#149 Faire moins mais mieux ou faire plus simple mais mieux ?
Débat qui montre la faille de notre système; mais aussi le reporting biodiv ; l'enseignement supérieur et le DD ; le coworking à mission ; l'assurabilité du monde ; l'entreprise hybride etc.
Chères lectrices, chers lecteurs,
Bienvenue dans cette 149e missive de La Machine à sens. Je vous écris gonflé à bloc après une très belle soirée des 5 ans de la société à mission organisée par la Communauté des entreprises à mission. Des fois, il y a des moments qui permettent de recharger les batteries. C’était exactement cela et cela fait beaucoup de bien !
Avant de passer au sommaire, petit rappel concernant l’enquête de lectorat toujours ouverte. Un très grand merci de prendre quelques minutes pour y répondre. Elle me permet d’améliorer le contenu que je vous propose et vous avez forcément de bonnes idées à partager.

_DONNÉES FOURNIES_
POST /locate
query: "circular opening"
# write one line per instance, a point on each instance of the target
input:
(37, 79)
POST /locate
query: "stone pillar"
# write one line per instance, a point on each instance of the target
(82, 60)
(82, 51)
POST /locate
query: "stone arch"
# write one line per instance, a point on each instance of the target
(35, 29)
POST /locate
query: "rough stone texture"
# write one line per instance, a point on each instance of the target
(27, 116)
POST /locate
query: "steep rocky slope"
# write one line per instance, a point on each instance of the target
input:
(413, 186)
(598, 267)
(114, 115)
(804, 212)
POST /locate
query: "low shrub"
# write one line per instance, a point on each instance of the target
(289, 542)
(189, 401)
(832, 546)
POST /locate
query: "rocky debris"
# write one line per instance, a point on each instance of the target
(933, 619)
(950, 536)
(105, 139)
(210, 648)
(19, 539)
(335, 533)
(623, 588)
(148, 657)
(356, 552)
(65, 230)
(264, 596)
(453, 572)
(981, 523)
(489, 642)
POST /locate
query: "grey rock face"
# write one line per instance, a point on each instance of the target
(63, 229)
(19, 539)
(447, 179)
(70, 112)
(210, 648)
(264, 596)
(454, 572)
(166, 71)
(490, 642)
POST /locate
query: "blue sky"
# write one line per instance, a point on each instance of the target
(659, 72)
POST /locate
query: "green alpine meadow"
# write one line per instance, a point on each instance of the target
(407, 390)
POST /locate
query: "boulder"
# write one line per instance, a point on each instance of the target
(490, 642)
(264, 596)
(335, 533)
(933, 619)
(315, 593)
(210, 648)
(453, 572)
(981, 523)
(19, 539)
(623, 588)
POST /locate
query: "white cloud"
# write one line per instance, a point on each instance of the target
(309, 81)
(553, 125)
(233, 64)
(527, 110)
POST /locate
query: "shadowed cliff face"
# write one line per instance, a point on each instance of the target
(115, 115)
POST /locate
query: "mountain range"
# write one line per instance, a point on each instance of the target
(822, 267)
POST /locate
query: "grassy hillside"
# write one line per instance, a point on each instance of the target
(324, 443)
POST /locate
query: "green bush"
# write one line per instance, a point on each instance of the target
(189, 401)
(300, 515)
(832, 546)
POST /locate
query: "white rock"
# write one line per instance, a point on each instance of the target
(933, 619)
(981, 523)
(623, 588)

_QUESTIONS_
(1) Relevez, dans le texte fourni, chacun des sujets annoncés après « mais aussi » dans la ligne placée sous le titre.
(2) D'après le texte fourni, quel événement a laissé l'auteur « gonflé à bloc » ?
(3) Reprenez la rédaction du texte fourni, la 149e missive de La Machine à sens, à la suite de sa dernière phrase.

_RÉPONSES ATTENDUES_
(1)
- le reporting biodiv
- l'enseignement supérieur et le DD
- le coworking à mission
- l'assurabilité du monde
- l'entreprise hybride

(2) Une soirée des 5 ans de la société à mission, organisée par la Communauté des entreprises à mission.

(3)
Au sommaire (ou version télégraphique de la missive) :
💭 Comment on a réussi à créer une tension entre la nécessaire sobriété et la volonté de simplification
🌱 Une méthodologie de reporting biodiversité va se déployer en test dans 320 entreprises
🧑🎓 Le Pôle Léonard de Vinci approfondit ses engagements grâce à une nouvelle labellisation et envisage des transformations internes
🎙️ Extrait du nouvel épisode du podcast avec Guillaume Pellegrin, président-fondateur de Newton Offices (espaces de travail partagés)
😨 Va-t-on vers un monde inassurable ? C’est une vraie question quand on voit la hausse constante des dégâts liés aux catastrophes naturelles
💡 Plongée dans l’entreprise hybride, celle qui met au même niveau impératif économique et enjeux sociaux et/ou environnementaux
🧠 Un peu plus de jus de crâne avec la techno-lucidité, le rapport de mission, le bilan carbone dans le cinéma et la nécessité de donner du sens aux choses.
🎧 Mon son de la semaine : La Femme - Télégraphe
Bonne lecture à picorer ou à dévorer !
En 2011, La Femme sortait son premier maxi. C’était une très grosse claque. J’étais ensorcelé par cette espèce de garage rock electro vintage dansant. Le groupe a continué son chemin avec quelques expérimentations pyché plus ou moins heureuses. Mais, ils ont l’idée de réenregistrer ce premier EP 13 ans après sa sortie. Je m’y suis replongé avec délectation. Cette nouvelle version de “Télégraphe” est géniale !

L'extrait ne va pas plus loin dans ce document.